● Problem requirements
Reproduce all entries precisely as they are written.

● Supplied records
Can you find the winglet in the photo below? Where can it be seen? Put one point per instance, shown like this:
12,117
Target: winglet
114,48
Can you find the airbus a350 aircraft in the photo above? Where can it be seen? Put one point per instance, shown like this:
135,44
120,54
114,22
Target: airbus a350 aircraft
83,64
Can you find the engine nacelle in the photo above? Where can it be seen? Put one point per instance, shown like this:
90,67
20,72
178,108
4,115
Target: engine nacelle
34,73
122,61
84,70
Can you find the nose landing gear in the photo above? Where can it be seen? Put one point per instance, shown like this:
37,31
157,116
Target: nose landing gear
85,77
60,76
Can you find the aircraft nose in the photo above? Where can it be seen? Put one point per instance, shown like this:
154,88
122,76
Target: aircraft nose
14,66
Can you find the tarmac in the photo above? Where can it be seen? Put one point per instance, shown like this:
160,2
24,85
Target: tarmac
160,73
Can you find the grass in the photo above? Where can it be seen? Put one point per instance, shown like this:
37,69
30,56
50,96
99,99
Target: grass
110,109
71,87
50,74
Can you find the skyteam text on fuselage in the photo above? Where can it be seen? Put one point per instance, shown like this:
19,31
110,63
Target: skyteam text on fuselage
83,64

● Solved exercise
Can you find the winglet in the photo below? Where can it be seen? Put one point per instance, shown like this:
12,117
Target: winglet
114,48
Can you find the airbus a350 aircraft in the photo above? Where can it be seen? Put one point per instance, shown like this:
135,44
120,54
114,22
Target: airbus a350 aircraft
83,64
Can you find the engine nacelle in the photo above? Where can it be seen? Put one point per instance, shown like this:
90,67
20,72
178,108
4,115
Target: engine nacelle
34,73
122,61
84,70
Can you find the nose landing gear in the photo above? Where can it be seen? Put one point per instance, shown like this:
37,31
157,116
Target: nose landing gear
85,77
60,76
Can you find the aircraft nose in the photo above? Where can it be seen? Put one point per instance, shown like this:
154,88
122,76
Target: aircraft nose
14,66
Can you find the tarmac in the photo above? Where can it be seen? Put one point per instance, shown like this:
160,2
24,85
Target: tarmac
160,73
Can you find the grass in the photo above? Where can it be seen? Put one point per instance, shown like this:
37,69
30,56
50,96
99,99
Target: grass
110,109
71,87
50,74
Can you find the skyteam text on fuselage in the photo above? Where can it be seen? Put one point per instance, shown like this:
19,31
110,63
Target: skyteam text on fuselage
83,64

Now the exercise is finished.